Exercise description:
Without the pictures, reproduce the records that follow exactly.
--- START Data for this task ---
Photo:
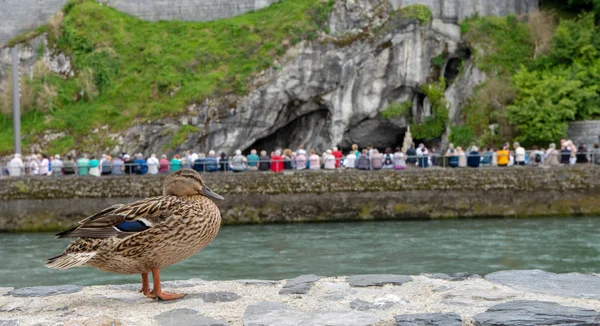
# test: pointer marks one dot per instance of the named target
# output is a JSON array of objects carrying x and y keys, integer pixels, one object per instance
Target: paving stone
[
  {"x": 257, "y": 282},
  {"x": 188, "y": 317},
  {"x": 377, "y": 280},
  {"x": 219, "y": 296},
  {"x": 300, "y": 284},
  {"x": 11, "y": 322},
  {"x": 434, "y": 319},
  {"x": 454, "y": 277},
  {"x": 45, "y": 291},
  {"x": 536, "y": 313},
  {"x": 277, "y": 314},
  {"x": 361, "y": 305},
  {"x": 572, "y": 285}
]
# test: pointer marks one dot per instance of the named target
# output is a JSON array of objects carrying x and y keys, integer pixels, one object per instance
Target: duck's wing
[{"x": 123, "y": 220}]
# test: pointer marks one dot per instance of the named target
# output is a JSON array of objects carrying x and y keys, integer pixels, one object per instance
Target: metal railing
[{"x": 483, "y": 160}]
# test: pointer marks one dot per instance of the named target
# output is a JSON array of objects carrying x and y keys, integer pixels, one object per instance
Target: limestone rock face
[{"x": 326, "y": 92}]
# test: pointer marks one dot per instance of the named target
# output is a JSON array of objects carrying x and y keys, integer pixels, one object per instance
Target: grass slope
[{"x": 132, "y": 70}]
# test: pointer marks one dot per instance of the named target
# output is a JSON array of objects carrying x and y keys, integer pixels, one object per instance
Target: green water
[{"x": 284, "y": 251}]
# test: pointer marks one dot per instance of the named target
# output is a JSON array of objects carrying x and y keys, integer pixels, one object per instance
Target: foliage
[
  {"x": 422, "y": 13},
  {"x": 26, "y": 36},
  {"x": 435, "y": 125},
  {"x": 565, "y": 85},
  {"x": 130, "y": 70},
  {"x": 501, "y": 44},
  {"x": 397, "y": 110}
]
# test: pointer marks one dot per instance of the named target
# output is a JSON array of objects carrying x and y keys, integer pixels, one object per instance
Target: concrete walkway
[{"x": 502, "y": 298}]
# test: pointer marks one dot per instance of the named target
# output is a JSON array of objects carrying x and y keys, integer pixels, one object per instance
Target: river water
[{"x": 284, "y": 251}]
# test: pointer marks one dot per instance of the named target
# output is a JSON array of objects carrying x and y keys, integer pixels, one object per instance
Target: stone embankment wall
[
  {"x": 516, "y": 298},
  {"x": 55, "y": 203},
  {"x": 587, "y": 132}
]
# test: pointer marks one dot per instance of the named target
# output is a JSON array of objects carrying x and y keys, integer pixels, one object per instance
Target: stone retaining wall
[
  {"x": 57, "y": 202},
  {"x": 503, "y": 298}
]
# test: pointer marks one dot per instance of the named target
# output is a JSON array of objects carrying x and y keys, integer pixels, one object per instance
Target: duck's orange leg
[
  {"x": 158, "y": 289},
  {"x": 146, "y": 287}
]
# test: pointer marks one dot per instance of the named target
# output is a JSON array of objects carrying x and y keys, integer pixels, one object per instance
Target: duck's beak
[{"x": 211, "y": 194}]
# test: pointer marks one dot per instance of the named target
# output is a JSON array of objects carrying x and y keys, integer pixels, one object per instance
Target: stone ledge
[{"x": 497, "y": 299}]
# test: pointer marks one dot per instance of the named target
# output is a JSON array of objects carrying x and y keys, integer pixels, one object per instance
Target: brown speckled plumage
[{"x": 178, "y": 224}]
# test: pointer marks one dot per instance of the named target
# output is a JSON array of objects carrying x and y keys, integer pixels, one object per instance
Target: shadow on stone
[
  {"x": 178, "y": 317},
  {"x": 45, "y": 291},
  {"x": 436, "y": 319},
  {"x": 534, "y": 313},
  {"x": 377, "y": 280}
]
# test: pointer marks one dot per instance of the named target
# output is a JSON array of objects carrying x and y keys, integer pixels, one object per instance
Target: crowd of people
[{"x": 368, "y": 158}]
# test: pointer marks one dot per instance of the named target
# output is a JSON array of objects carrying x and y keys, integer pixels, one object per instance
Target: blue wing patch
[{"x": 136, "y": 226}]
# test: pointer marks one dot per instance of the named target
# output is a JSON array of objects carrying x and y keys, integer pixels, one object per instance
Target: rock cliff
[{"x": 330, "y": 90}]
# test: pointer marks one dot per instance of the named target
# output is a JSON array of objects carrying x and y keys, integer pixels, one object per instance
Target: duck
[{"x": 148, "y": 235}]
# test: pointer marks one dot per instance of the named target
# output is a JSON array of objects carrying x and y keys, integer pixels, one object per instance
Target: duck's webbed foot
[
  {"x": 146, "y": 287},
  {"x": 157, "y": 292}
]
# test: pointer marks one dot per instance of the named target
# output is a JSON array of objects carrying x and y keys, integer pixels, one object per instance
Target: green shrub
[
  {"x": 422, "y": 13},
  {"x": 397, "y": 110}
]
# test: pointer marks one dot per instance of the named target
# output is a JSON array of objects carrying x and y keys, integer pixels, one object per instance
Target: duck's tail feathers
[{"x": 69, "y": 260}]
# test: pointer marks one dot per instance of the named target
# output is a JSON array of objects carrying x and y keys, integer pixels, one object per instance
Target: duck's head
[{"x": 187, "y": 182}]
--- END Data for this task ---
The response:
Photo:
# test: pointer marks one dot per instance of the named target
# output is a JSON array of objects carrying x and y keys, integer pixels, one object per instance
Target: paving stone
[
  {"x": 257, "y": 282},
  {"x": 188, "y": 317},
  {"x": 377, "y": 280},
  {"x": 219, "y": 296},
  {"x": 300, "y": 284},
  {"x": 11, "y": 322},
  {"x": 434, "y": 319},
  {"x": 454, "y": 277},
  {"x": 45, "y": 291},
  {"x": 536, "y": 313},
  {"x": 277, "y": 314},
  {"x": 361, "y": 305},
  {"x": 572, "y": 285}
]
# test: pointer marks one dot per instance of the named target
# output is a JSON array of objects carrying x and y keys, integer pixels, one object per instance
Target: duck's wing
[{"x": 123, "y": 220}]
# test: pointer marks one dot per instance of the named target
# output is a JSON array of objects carrying x and y keys, integer pixels, one object per instance
Target: metal railing
[{"x": 483, "y": 160}]
# test: pointer marks one dot per instance of the named target
# output is a JSON array of objects carrying x and y keys, integer pixels, one object per instance
Target: limestone rock face
[{"x": 326, "y": 92}]
# test: pointer marks one dot per instance of the named target
# output is a JSON array of objects carrying x and y keys, integer pixels, one object per instance
Target: grass slope
[{"x": 132, "y": 70}]
# test: pointer marks one dot per instance of the named target
# output is a JSON array of objects carrying x and y keys, integer pixels, one object per instance
Target: green water
[{"x": 284, "y": 251}]
# test: pointer marks one dot per instance of the named target
# output is a JSON array of objects carrying x and y keys, integer pixels, one object per instance
Target: foliage
[
  {"x": 422, "y": 13},
  {"x": 26, "y": 36},
  {"x": 435, "y": 125},
  {"x": 565, "y": 85},
  {"x": 130, "y": 70},
  {"x": 501, "y": 44},
  {"x": 397, "y": 110}
]
# test: pointer marks one dot per instance of the named target
# output is a JSON array of objects carrying x and y keys, integer pixels, one object per instance
Target: concrete walkway
[{"x": 502, "y": 298}]
# test: pointer marks one dot per instance of the named target
# output is a JSON array of objects carrying x and y keys, integer pixels, one object per instance
Target: river water
[{"x": 284, "y": 251}]
# test: pointer marks one dot per instance of the named target
# output is a JSON array of objects carrying x and y keys, integer pixels, one object per instance
Target: stone embankment wall
[
  {"x": 516, "y": 298},
  {"x": 55, "y": 203},
  {"x": 587, "y": 132}
]
# test: pointer marks one dot per instance of the named target
# output is a JSON array of objects carrying x and y keys, integer pixels, one object per instance
Target: stone retaining wall
[
  {"x": 57, "y": 202},
  {"x": 503, "y": 298}
]
# test: pointer marks one dot per instance of the named target
# output is a JSON array of objects carrying x and y keys, integer pixels, one object per instance
Target: duck's orange leg
[
  {"x": 158, "y": 289},
  {"x": 146, "y": 287}
]
# test: pointer marks one dot per instance of the named target
# output is a JSON array of objects carrying x and y keys, integer pixels, one object per instance
Target: duck's beak
[{"x": 211, "y": 194}]
# test: pointer marks one dot per instance of the named target
# output is a JSON array of objects carrying x and y keys, integer pixels, one object per instance
Target: stone ledge
[{"x": 497, "y": 299}]
# test: pointer marks one dot per instance of the named target
# output is a JSON array of objects carrying x and y keys, integer pixels, one object per instance
Target: brown speckled plumage
[{"x": 178, "y": 224}]
# test: pointer marks one dot per instance of the named target
# output is a JSON array of objects carrying x and y keys, integer pixels, one object per instance
Target: shadow on stone
[
  {"x": 178, "y": 317},
  {"x": 45, "y": 291},
  {"x": 436, "y": 319},
  {"x": 534, "y": 313},
  {"x": 377, "y": 280}
]
# test: pointer marks one dot per instance of the named target
# output is a JSON array of objects carrying x and y keys, integer pixels, one object per instance
Target: crowd of people
[{"x": 368, "y": 158}]
# test: pointer marks one dot per instance of the named target
# output is a JSON array of objects carrying x and y keys, integer pixels, one object per instance
Target: blue wing patch
[{"x": 136, "y": 226}]
# test: pointer marks one dot per instance of the named target
# output is a JSON array of objects carrying x and y keys, integer pixels, one object per instance
Target: rock cliff
[{"x": 330, "y": 90}]
# test: pointer marks one dot per instance of the named target
# output is a JSON array of objects carrying x and y keys, integer pixels, one object per instance
Target: duck
[{"x": 148, "y": 235}]
# test: pointer marks one dot per instance of the named target
# output is a JSON array of objects carrying x and y keys, integer pixels, one object per instance
Target: duck's webbed foot
[
  {"x": 146, "y": 287},
  {"x": 157, "y": 292}
]
# test: pointer marks one dot per instance of the named target
# output is a JSON array of objects carrying x and y keys, integer pixels, one object per instance
Target: green shrub
[
  {"x": 422, "y": 13},
  {"x": 397, "y": 110}
]
# test: pointer marks one dot per instance of the named target
# output is a JSON array of objects carrying x and y keys, integer pixels, one object per instance
Target: duck's tail feathers
[{"x": 69, "y": 260}]
# test: pointer marks one dot per instance of the named target
# output is a JSON array of objects carrying x and y keys, integer pixels, one object per instance
Target: duck's head
[{"x": 187, "y": 182}]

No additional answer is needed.